Dec 12, 2011 10:54
So the page long email has been sent out, its been explained to everyone but saddly I still dont know how to explain my work situation right now.
Several months ago i asked for a day shift position when it became available if they were able to move me there. Last month they hired 2 nurses into my shift, then they hired 2 nurses into my new shift, and then they told me not to tell anyone but they were going to move me to days to help out with the holes on day shift left by my coworker who is out on FMLA.
So I've worked 2 weeks on days, i still dont know if i like being a day shifter, getting teased about being a trader for leaving night shift which the last thing i ever wanted to do is hurt the night shift staff. Getting asked if its permeated which it will be but not for awhile. And getting asked why, and its a long list of why. But the main one being I know my health is not were it should be. Being in my 20s and therefore protected by my age goes away in a year and i know i am dumber than i use to be, tired all the time, and continuously gaining weight. Right now I am 10 lbs lighter then i was a month ago, and i havent changed my eating habits.
On to the thing that has eaten my life, Roller Derby. Nov 18th i failed my basic skills test by 18 secs in the 25 laps in 5 mins, (basically a mile). The 2 page list of other skills i passed except a t-stop, this includes jumping 3 inches in the air over an object while skating. (always feel a little rockstarish when i land that jump). I wont say it didnt hurt not passing when everyone else did, yet another activity where everyone moves up in levels but me. But I want this, and i am tired of being left behind.

◆ Dataset excerpt ◆
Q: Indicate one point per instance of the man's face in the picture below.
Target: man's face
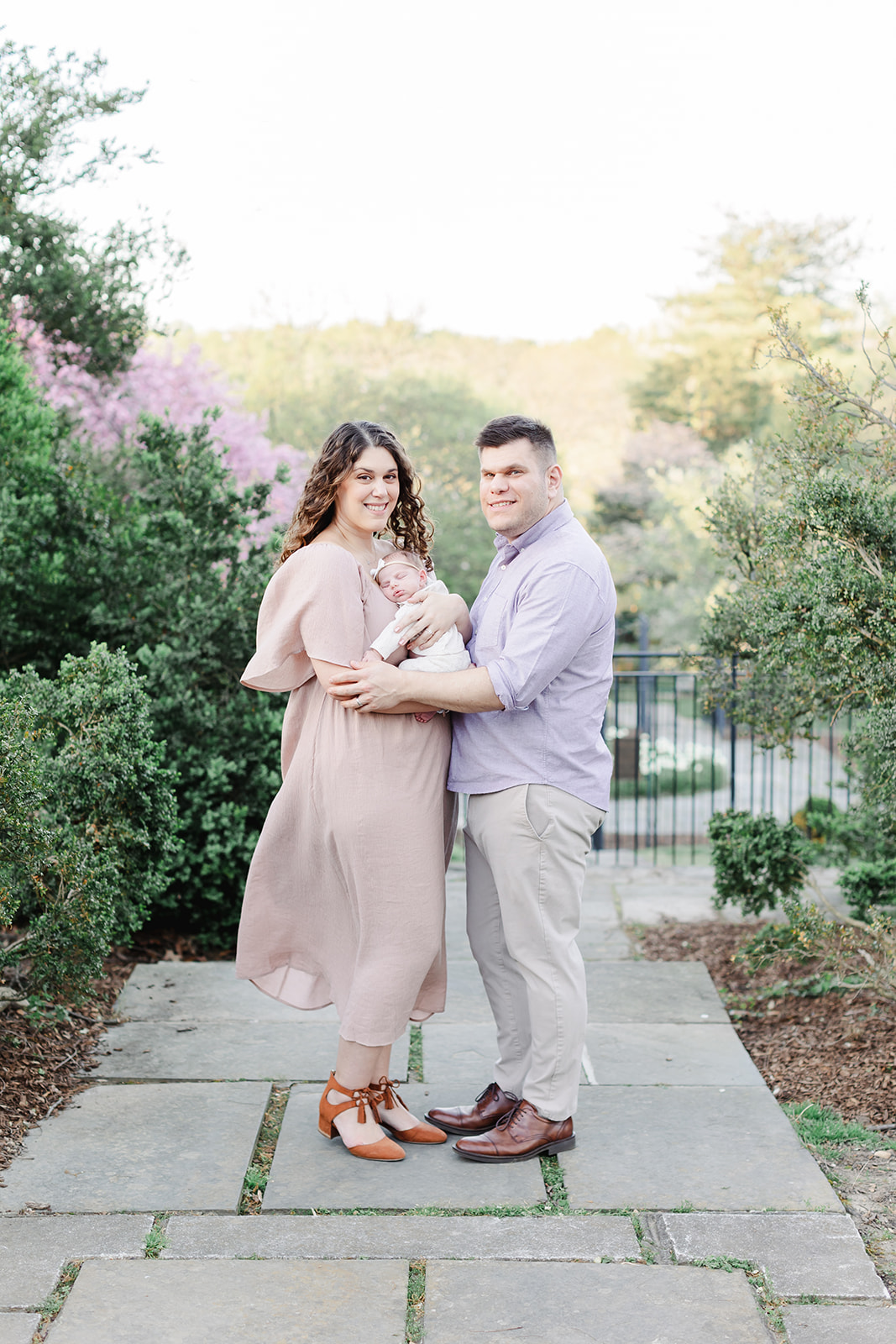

◆ Job A ◆
In the work-and-roller-derby post, what does the writer say they have been getting from others since moving to day shift? List each one.
◆ Job B ◆
Duplicate the passage of the work-and-roller-derby post starting with "Dec 12, 2011" and going on through "situation right now.".
◆ Job C ◆
Please write the next part of the work-and-roller-derby post, picking up after its final sentence.
The lines have no part in any of this.

◆ Exercise response A ◆
- Getting teased about being a "trader" for leaving night shift
- Getting asked if it's "permeated"
- Getting asked why

◆ Exercise response B ◆
Dec 12, 2011 10:54
So the page long email has been sent out, its been explained to everyone but saddly I still dont know how to explain my work situation right now.

◆ Exercise response C ◆
So I have been skating and skating, and skating, and basically if you want to socialize with me it better be one skates. Last saturday had a former speed coach giving me tips, basic stuff, look up, relax, listen to the music, and dont worry about falling. The nice part was then using it this friday and lapping nico and trigger (they were both having off days on skates but it still felt good).
As i put it i currently feel like i spent 8 weeks training, learning skills and practicing them. Then i am being sent home 2 months, with no coach, not able to jump broomsticks, practice falls or practice hitting people and then i am going to be retested... its scary cause i want this, i dont know if i can last a year waiting to get on the rookie team so i need to nail this test in january.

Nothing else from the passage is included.